Records to use:
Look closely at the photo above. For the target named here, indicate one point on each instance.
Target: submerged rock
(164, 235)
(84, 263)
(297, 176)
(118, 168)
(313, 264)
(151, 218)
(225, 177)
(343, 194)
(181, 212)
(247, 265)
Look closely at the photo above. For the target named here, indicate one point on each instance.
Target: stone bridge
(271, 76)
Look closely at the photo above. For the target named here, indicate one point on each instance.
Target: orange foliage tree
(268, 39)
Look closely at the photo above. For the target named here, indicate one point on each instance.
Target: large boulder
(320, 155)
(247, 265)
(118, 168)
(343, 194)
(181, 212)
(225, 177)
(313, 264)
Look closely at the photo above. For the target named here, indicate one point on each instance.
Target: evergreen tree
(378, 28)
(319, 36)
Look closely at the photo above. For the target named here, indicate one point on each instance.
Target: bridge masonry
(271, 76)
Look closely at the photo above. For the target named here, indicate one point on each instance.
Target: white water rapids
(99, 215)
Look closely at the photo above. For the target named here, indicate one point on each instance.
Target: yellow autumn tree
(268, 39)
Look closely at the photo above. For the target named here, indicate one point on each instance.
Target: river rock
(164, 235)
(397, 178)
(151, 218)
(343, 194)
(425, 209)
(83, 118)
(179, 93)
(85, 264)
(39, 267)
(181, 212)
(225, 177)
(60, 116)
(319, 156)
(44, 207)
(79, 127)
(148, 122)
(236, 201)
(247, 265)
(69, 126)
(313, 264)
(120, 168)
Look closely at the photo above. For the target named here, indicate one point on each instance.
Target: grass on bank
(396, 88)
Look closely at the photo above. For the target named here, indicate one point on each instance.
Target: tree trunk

What needs to be done:
All records should be returned verbatim, none left out.

Reply to the task:
Look closely at the photo above. For the target named here, indicate one point on each instance.
Target: submerged rock
(164, 235)
(84, 263)
(297, 176)
(118, 168)
(313, 264)
(151, 218)
(225, 177)
(343, 194)
(181, 212)
(247, 265)
Look closely at the photo above. For the target named here, indicate one point on each instance.
Target: stone bridge
(271, 76)
Look closely at the photo above. For the target named here, indicate one point on each instance.
Target: orange foliage tree
(268, 39)
Look closely at the photo above. For the target named here, indicate one point on each instance.
Target: large boulder
(320, 155)
(247, 265)
(118, 168)
(343, 194)
(181, 212)
(225, 177)
(313, 264)
Look closely at the photo above. For the target named here, indicate one point on each instance.
Target: evergreen tree
(378, 28)
(319, 36)
Look closely at the photo above. For the target named here, indicate one point on each instance.
Target: bridge masonry
(271, 76)
Look closely at the photo above. For the target named here, indicate one point on each instance.
Target: white water rapids
(99, 215)
Look closely at the photo above. For the target named here, indicate one point on each instance.
Target: yellow autumn tree
(268, 39)
Look closely at the photo above. For the target named here, indicate one point on each instance.
Target: river rock
(164, 235)
(397, 178)
(151, 218)
(343, 194)
(425, 209)
(83, 118)
(179, 93)
(85, 264)
(39, 267)
(181, 212)
(225, 177)
(60, 116)
(319, 156)
(44, 207)
(79, 127)
(148, 122)
(236, 201)
(247, 265)
(69, 126)
(313, 264)
(120, 168)
Look closely at the photo above. For the target named here, indicate one point on each instance.
Target: grass on bank
(396, 88)
Look closely at the photo above. For the target named here, indicate one point on each instance.
Target: tree trunk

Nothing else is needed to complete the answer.